▶ [Data extract]:
★ ★ ★
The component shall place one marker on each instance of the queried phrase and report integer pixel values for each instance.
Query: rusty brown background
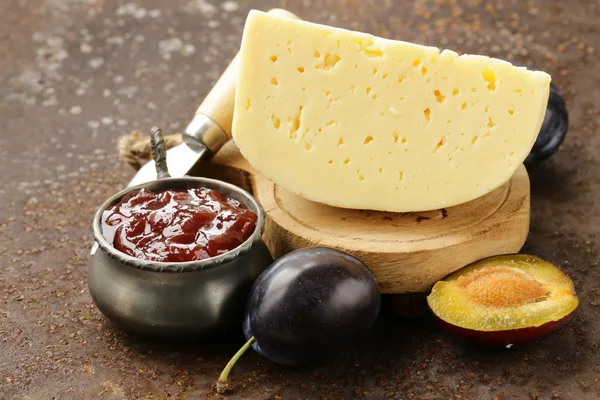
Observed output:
(75, 74)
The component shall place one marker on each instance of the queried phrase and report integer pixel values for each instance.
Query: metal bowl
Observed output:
(177, 300)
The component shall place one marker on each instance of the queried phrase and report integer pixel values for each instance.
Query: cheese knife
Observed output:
(209, 129)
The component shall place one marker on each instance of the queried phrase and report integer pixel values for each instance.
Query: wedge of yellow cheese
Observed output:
(356, 121)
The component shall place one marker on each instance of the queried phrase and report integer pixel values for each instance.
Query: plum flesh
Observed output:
(504, 300)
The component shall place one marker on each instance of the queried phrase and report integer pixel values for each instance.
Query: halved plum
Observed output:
(504, 300)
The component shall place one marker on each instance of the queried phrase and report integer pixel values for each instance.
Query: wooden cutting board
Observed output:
(406, 252)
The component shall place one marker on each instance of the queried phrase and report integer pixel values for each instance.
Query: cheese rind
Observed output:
(356, 121)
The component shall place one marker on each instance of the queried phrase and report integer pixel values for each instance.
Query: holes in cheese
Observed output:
(345, 116)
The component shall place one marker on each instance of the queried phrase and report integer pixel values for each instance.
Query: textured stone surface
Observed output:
(75, 74)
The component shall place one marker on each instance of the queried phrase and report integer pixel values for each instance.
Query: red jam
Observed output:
(177, 226)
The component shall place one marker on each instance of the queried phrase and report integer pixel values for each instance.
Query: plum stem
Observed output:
(222, 381)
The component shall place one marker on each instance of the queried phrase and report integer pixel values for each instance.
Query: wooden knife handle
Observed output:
(218, 104)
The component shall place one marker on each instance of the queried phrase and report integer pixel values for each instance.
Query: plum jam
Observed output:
(177, 225)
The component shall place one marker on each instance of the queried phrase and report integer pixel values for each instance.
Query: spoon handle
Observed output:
(159, 153)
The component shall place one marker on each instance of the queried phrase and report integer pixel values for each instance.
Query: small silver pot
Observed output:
(177, 300)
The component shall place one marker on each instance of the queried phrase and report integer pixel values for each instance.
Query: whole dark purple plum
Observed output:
(307, 307)
(553, 130)
(310, 305)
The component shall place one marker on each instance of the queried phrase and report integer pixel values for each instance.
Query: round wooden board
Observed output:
(406, 252)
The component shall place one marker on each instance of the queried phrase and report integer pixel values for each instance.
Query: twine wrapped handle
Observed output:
(159, 153)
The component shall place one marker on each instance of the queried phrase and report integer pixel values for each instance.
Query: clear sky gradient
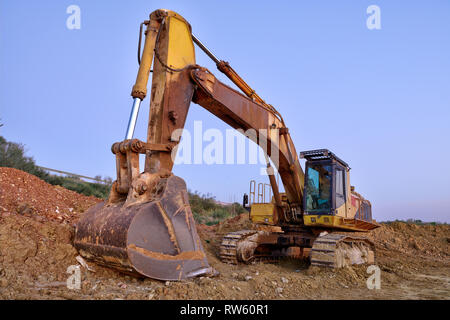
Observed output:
(379, 99)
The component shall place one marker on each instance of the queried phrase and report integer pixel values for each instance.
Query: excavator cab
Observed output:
(325, 182)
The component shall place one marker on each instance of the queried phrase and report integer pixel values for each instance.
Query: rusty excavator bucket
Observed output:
(146, 226)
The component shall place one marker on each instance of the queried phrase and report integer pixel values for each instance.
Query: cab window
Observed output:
(318, 188)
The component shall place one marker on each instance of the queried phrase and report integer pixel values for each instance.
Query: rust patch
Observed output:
(186, 255)
(169, 226)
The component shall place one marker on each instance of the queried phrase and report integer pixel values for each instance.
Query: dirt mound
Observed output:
(26, 194)
(36, 250)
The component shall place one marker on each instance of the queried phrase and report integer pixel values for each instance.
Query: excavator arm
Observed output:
(146, 225)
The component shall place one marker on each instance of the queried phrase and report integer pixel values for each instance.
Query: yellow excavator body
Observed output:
(146, 226)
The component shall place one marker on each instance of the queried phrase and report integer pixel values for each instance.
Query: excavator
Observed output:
(146, 225)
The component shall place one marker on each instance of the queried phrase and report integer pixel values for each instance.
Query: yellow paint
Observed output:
(181, 48)
(262, 213)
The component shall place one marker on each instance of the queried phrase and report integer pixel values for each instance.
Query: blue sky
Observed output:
(380, 99)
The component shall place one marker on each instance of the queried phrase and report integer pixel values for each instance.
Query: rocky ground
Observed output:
(36, 232)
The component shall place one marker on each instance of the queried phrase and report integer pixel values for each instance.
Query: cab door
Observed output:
(340, 192)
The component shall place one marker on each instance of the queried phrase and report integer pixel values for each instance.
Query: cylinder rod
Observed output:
(133, 118)
(205, 49)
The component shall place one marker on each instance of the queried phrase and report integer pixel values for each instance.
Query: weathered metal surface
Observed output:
(241, 112)
(156, 239)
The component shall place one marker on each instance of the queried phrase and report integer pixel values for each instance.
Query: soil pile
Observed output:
(26, 194)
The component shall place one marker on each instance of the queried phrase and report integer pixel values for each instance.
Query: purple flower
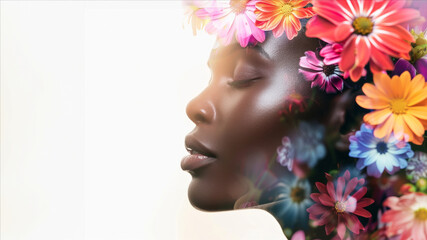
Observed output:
(327, 77)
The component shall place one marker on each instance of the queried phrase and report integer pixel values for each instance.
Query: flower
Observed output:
(234, 18)
(399, 104)
(326, 77)
(338, 205)
(292, 197)
(419, 52)
(370, 31)
(407, 216)
(378, 154)
(331, 53)
(282, 15)
(285, 153)
(308, 143)
(417, 166)
(403, 65)
(196, 14)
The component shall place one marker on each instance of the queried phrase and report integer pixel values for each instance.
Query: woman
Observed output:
(279, 113)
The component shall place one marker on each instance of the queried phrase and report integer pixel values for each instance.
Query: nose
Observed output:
(201, 109)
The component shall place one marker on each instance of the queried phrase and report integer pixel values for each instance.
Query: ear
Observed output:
(341, 121)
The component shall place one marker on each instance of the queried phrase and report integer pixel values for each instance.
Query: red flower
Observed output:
(337, 207)
(282, 15)
(370, 31)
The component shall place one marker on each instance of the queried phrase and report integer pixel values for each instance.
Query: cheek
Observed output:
(251, 124)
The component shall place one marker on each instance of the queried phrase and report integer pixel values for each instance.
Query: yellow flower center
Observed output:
(363, 25)
(340, 207)
(238, 6)
(286, 9)
(398, 106)
(297, 194)
(421, 214)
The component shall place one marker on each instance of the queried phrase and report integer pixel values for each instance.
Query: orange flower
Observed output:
(399, 104)
(282, 15)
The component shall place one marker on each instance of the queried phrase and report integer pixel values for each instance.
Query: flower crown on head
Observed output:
(379, 41)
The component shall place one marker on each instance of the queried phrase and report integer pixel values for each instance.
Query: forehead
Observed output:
(275, 49)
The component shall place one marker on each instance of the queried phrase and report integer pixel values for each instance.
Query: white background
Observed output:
(93, 99)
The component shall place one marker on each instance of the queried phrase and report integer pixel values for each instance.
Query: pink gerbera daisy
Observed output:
(407, 216)
(337, 207)
(370, 31)
(234, 18)
(327, 77)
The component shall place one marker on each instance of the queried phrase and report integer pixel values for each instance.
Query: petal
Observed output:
(342, 32)
(421, 66)
(371, 103)
(374, 93)
(347, 55)
(377, 117)
(418, 111)
(414, 124)
(385, 128)
(403, 65)
(318, 27)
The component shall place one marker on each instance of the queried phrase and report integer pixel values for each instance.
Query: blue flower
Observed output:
(378, 154)
(291, 196)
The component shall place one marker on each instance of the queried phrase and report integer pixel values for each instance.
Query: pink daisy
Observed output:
(331, 53)
(370, 32)
(337, 207)
(407, 216)
(327, 77)
(234, 18)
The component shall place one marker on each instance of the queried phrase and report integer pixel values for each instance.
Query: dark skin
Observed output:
(237, 119)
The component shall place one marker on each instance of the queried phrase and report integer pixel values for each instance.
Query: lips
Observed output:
(199, 157)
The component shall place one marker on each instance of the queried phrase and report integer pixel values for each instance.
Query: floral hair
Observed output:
(380, 44)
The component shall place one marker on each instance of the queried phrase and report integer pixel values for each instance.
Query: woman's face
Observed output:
(238, 127)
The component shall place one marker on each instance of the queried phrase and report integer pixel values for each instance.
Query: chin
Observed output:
(206, 196)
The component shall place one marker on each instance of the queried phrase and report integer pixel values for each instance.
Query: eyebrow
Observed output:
(236, 46)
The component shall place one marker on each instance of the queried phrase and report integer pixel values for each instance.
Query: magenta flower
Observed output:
(332, 53)
(234, 18)
(337, 206)
(327, 77)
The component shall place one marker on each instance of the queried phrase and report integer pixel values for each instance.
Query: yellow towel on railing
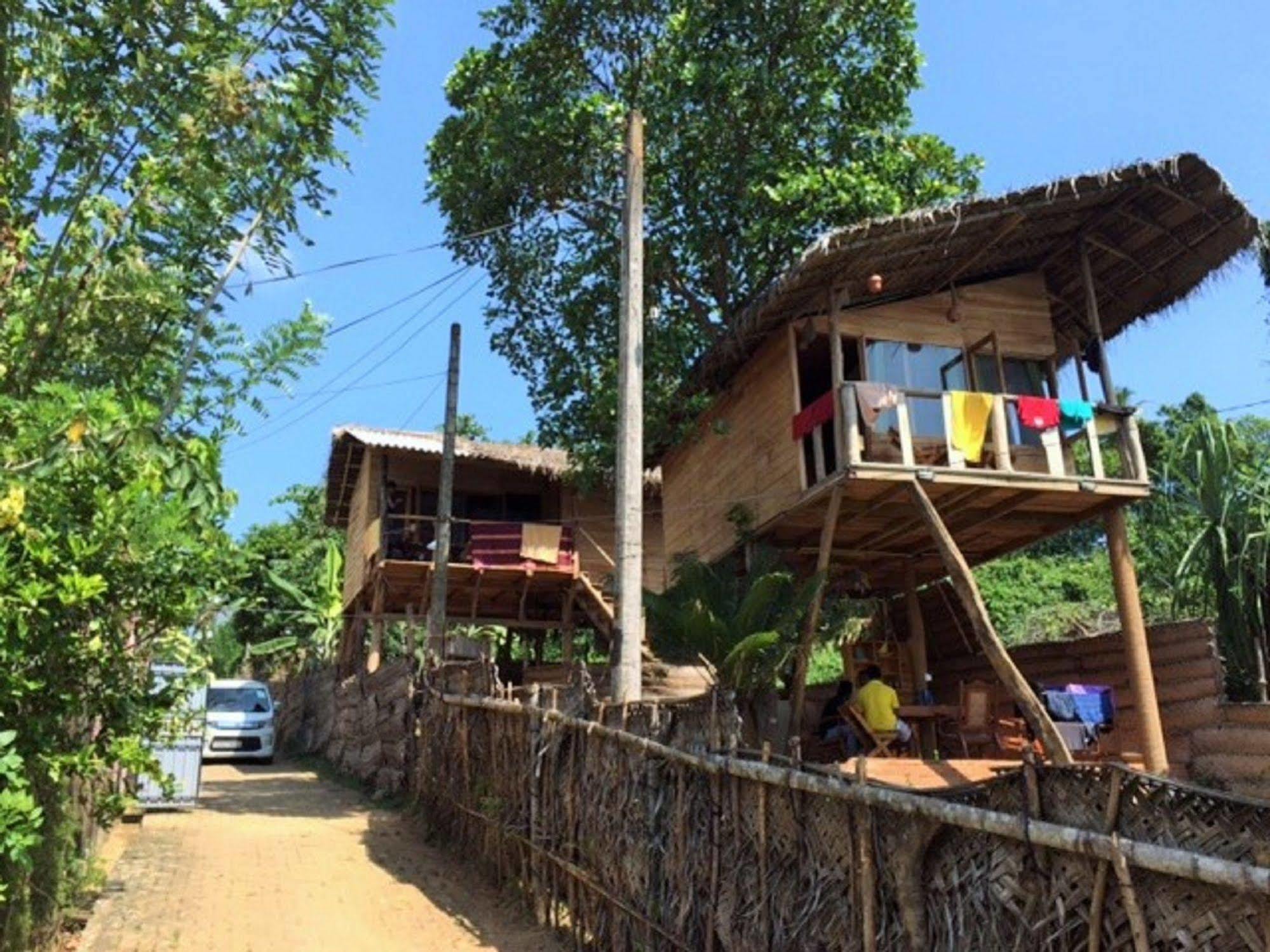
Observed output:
(971, 413)
(540, 542)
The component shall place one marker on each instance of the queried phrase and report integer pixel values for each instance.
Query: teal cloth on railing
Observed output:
(1074, 414)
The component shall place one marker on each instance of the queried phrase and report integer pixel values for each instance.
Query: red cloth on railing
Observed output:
(498, 544)
(818, 412)
(1038, 413)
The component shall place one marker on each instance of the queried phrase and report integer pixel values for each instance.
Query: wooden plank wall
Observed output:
(361, 516)
(741, 451)
(1189, 681)
(1017, 309)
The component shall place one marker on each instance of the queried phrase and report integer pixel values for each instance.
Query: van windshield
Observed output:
(245, 700)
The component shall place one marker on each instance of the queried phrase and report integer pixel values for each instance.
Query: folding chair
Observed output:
(878, 743)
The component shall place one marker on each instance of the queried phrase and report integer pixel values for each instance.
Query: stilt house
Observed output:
(889, 489)
(529, 550)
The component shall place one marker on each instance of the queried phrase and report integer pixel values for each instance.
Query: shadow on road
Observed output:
(395, 842)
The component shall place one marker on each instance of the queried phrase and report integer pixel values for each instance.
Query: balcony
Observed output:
(1025, 486)
(916, 438)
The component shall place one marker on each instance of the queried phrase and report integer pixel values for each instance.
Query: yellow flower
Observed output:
(11, 506)
(76, 431)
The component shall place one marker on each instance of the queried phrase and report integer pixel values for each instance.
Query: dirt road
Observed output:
(280, 860)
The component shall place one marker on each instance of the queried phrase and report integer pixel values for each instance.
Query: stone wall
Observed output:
(361, 725)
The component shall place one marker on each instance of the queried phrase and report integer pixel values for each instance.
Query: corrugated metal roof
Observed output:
(553, 462)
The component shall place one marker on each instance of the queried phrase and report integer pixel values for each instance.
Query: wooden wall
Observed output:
(1189, 681)
(1017, 309)
(362, 539)
(595, 513)
(741, 451)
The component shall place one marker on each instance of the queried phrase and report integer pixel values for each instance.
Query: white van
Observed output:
(239, 721)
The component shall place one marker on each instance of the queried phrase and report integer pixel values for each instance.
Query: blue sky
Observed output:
(1038, 89)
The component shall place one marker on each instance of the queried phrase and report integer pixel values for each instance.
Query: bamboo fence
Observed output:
(621, 841)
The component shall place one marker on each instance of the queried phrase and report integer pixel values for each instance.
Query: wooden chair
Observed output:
(977, 721)
(877, 743)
★ ★ ★
▶ [What is expected]: Word for word, return the lines from the one holding "Query: white van" through the end of the entries above.

▶ [Exercise output]:
Query: white van
Observed output:
(239, 721)
The component shall place one marker on each instance of the queried phrase and report integer pixel values for each instance.
Query: blue sky
Observed output:
(1038, 89)
The component shall place one marker on each instance of the queried phrase and report integer pixel values for each instance.
Query: bamboo fence
Observed output:
(621, 841)
The component shall place one marker on each instance of the queried phrase and report integer pixel values for each instance.
Query: wooden chair
Observed output:
(977, 721)
(877, 743)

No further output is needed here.